Activities:
a: In the report on the Gujarat Covid-19 panel briefing, how does late presentation contribute to Covid-19 deaths, according to Jayanti Ravi?
b: Extend the report on the Gujarat Covid-19 panel briefing from its last sentence.

Text passage:
────
The panel of eminent doctors constituted by the Gujarat government, to control the spread of Covid-19 as well as to implement and supervise related provisions in the state, fails to provide a definite answer for the state’s high mortality rate.
Briefing media persons in Gandhinagar on Sunday, one of the panel members, Dr Tejas Patel, an interventional cardiologist, recipient of the Padmashree award in 2015 and current director of the Apex Heart Institute in Ahmedabad, said, “A meeting was held one-and-a-half months ago to find out reasons for the high mortality rate (in Gujarat), where a protocol of predictors of mortality in our population was prepared. It was implemented it is difficult to provide a definite answer to why deaths are high here…”
Principal Secretary (Health) Jayanti Ravi said, “We need to understand that the death audits do not conclude a single cause of Covid-19 deaths; there are multiple reasons. Among them are comorbidity and high-risk factors (patients above 60 years and below 10 years), late presentation — detected even in educated populations — where symptoms have been ignored, leading to delayed reporting to hospitals.”
Ravi, Dr Patel and seven other expert members of the task force were present at the media briefing where mortality was one among the four topics taken up by the panel. The other three were community health, treatment protocol and dos and don’ts for citizens.
────
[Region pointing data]
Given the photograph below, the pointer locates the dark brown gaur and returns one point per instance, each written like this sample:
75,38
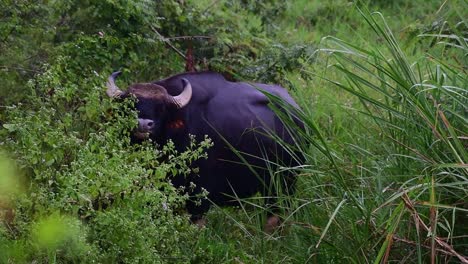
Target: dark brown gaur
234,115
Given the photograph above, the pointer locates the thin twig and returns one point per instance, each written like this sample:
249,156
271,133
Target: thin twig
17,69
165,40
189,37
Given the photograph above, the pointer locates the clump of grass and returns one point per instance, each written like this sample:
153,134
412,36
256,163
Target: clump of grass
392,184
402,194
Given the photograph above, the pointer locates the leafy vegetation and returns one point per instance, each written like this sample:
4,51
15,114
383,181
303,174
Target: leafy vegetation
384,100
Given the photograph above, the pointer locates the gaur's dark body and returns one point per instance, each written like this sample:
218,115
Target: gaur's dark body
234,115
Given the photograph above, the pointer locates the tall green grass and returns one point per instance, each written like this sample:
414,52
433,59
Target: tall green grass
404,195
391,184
────
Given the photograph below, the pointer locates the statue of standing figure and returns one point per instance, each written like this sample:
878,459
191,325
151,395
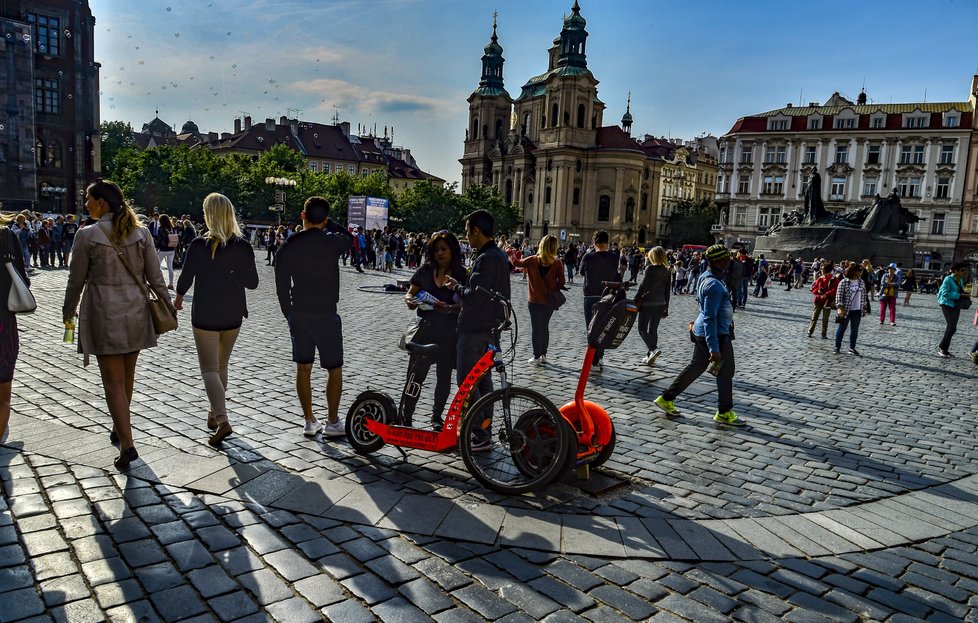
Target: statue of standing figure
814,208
────
Answers below:
a: Patients, even in educated populations, ignored their symptoms, so they reported to hospitals late.

b:
Dr Patel said, “We have to learn from our own experience. There is no permanent solution or answer, it is difficult to find reasons for why death incidents are high in Gujarat. We are trying to find out scientific reasons and where we find lapses, we rectify them… At present, our focus is on saving patients in serious condition.”
Another panel member, Dr Maharshi Desai, intensivist and critical care expert at Apollo Hospital, said, “Controling the death rate through medicines is not possible. Implementation of the healthcare system should be focused on how to provide appropriate care to every patient.”
Blaming the Tablighi congregation for high number of cases in Ahmedabad, Dr V N Shah, diabetologist and founder of Zydus Hospital, said, “It is due to Tablighi and the walled city areas that the highest reports of cases are from Ahmedabad.” He also attributed the caues to the high number of international travellers to the city. Majority of those who returned tested positive, he said.
Dr Ami Parikh, head of the medicine department at Ahmedabad Municipal Corporation-run SVP Hospital, said that weekly death audits of Covid-19 patients at the hospital showed that there are multiple reasons for deaths. “Thrombosis, Acute Respiratory Distress Syndrome (ARDS) and cytokine storm — which is the most dangerous — can lead to damage of organs including lungs, kidneys and heart… There is no system to inspect how the immune system will react to this. In the ARDS condition, there is no way that oxygen from outside reaches the bloodstream.”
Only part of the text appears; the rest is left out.